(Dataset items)
::::

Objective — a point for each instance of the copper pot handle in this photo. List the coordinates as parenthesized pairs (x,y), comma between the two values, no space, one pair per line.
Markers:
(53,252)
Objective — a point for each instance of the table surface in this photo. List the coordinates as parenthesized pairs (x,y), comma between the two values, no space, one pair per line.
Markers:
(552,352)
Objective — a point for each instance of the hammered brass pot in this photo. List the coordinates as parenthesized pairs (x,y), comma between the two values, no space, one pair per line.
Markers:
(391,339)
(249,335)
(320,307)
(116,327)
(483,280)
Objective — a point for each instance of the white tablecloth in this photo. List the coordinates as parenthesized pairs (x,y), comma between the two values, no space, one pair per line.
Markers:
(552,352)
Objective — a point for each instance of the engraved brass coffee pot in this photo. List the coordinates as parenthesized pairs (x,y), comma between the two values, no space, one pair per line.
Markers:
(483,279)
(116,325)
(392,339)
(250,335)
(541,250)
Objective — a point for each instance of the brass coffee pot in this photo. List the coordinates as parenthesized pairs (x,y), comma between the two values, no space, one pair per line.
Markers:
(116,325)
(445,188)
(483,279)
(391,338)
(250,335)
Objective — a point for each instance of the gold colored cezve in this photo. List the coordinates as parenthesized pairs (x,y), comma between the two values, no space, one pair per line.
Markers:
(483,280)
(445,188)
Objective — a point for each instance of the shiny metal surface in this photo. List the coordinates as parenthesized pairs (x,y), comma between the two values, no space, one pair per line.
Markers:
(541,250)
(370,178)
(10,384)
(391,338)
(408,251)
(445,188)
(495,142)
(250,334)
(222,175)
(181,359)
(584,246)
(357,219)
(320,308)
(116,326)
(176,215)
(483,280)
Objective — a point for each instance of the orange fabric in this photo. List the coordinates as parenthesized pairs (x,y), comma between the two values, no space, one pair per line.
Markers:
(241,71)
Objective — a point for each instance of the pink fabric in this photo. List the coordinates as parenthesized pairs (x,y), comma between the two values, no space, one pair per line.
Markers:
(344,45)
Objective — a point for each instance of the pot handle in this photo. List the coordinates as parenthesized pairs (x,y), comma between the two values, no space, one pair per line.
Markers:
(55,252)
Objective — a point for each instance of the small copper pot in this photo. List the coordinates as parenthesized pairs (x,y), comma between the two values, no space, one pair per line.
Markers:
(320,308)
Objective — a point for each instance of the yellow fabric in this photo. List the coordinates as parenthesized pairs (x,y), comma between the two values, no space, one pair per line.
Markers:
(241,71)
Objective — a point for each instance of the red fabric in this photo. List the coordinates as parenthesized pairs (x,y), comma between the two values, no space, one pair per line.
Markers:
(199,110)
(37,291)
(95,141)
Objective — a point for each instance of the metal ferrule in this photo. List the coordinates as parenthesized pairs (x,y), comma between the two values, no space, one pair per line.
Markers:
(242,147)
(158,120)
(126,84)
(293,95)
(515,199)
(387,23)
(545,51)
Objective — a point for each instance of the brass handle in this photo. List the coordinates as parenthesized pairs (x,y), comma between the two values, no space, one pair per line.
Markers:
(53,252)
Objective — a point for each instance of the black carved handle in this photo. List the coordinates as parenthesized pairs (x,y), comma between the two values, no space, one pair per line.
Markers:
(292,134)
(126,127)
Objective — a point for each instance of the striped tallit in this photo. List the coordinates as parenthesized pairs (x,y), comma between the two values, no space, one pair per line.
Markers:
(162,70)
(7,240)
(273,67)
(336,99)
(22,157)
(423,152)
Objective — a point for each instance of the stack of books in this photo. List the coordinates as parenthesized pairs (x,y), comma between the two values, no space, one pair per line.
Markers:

::::

**What is required**
Print the data in full, with each line exactly as given.

**Your solution**
Objective — a point for each instance of the copper pot handle in this photo. List the coordinates as parenthesized pairs (x,y), comma between the two values, no space, one pair per line.
Markers:
(53,252)
Objective — a point for each instance of the table surface in this photo. List the coordinates as parenthesized pairs (x,y), comma between the two values, no space, one pair per line.
Markers:
(552,352)
Objective — a point for each instance of the hammered brass pot in this photo. List the coordinates as parenthesized pairs (x,y), comma between the two values, no space, one pair per line.
Markers:
(391,339)
(249,335)
(320,307)
(116,327)
(483,280)
Objective — a point for each instance of the white tablecloth in this photo. List the coordinates as parenthesized pairs (x,y), comma between the two values, no space, one pair per line.
Markers:
(552,352)
Objective — a point for each instance of the engraved brass coffee pot in this photo. List the coordinates as parenthesized pairs (x,y), comma between the two values, no space, one pair per line.
Markers:
(483,279)
(116,325)
(392,339)
(250,335)
(541,250)
Objective — a point for each instance of the brass coffee pot in this photo. List the coordinates as parenthesized pairs (x,y), comma between the two values, no space, one pair per line.
Markers:
(116,325)
(445,188)
(483,279)
(391,338)
(250,335)
Objective — a point for each instance of the gold colored cezve in this photo. List the coordinates as parenthesized pairs (x,y), comma between the two values, no space, one pair per line.
Markers:
(483,280)
(445,188)
Objective — a point for each instance of the shiny metal surface in this photo. List the coordinates as parenthesized pairs (x,y), comma between the two values, no space, one pair per line.
Markers:
(541,250)
(370,178)
(10,384)
(391,338)
(408,251)
(445,188)
(495,142)
(250,334)
(222,175)
(181,359)
(584,246)
(357,219)
(320,308)
(116,326)
(176,215)
(483,280)
Objective — a point for each instance of the orange fabric in this photo. List the coordinates as parenthesized pairs (x,y), comma between the two values, no space, one pair per line.
Markers:
(241,71)
Objective — a point for each instance of the pink fabric in this photo. List the coordinates as parenthesized pairs (x,y), comma between the two values, no space, one pair per line.
Markers:
(344,45)
Objective — a point for each instance of the pot handle in this photo. List the coordinates as parenthesized pairs (x,y), comma between the two values, no space, one pair per line.
Markers:
(55,252)
Objective — a point for each instance of the small copper pot in this photo. List the coordinates as parenthesized pairs (x,y), comma between the two values, no space, one pair per line.
Markers:
(320,308)
Objective — a point for each instance of the yellow fabric in this photo. List the coordinates as parenthesized pairs (x,y), comma between the two values, no space, one pair per line.
Markers:
(241,71)
Objective — a point for each instance of the red fabric in this photo. List the coordinates as parenthesized pairs (x,y), comma between the two values, no space, one pair per line.
Markers:
(199,110)
(37,291)
(95,141)
Objective — a point for each instance of the metal ferrule in this photo. List the coordinates as parenthesized pairs (x,y), comma between the two values, no space, one pair per line.
Markers:
(242,147)
(158,120)
(126,84)
(293,95)
(515,199)
(387,23)
(545,51)
Objective — a point for each instance of the brass handle in this photo. List the coordinates as parenthesized pairs (x,y), comma between the two values, no space, one pair per line.
Markers:
(53,252)
Objective — a point for each instance of the black carved handle in this photo. List the coordinates as parenthesized pairs (x,y), comma between the two values, no space, one pair per line.
Markers:
(292,134)
(126,127)
Objective — a point for each instance of the striped tallit in this photo. List the coordinates as parenthesized pairs (x,y), comma between the two values, no space, one pair per line.
Markers:
(162,70)
(7,240)
(273,67)
(336,99)
(22,157)
(423,152)
Objective — a point for each instance of the stack of books in this photo. List the coordinates as parenthesized pairs (x,y), comma between the two values, no space, one pair per line.
Markers:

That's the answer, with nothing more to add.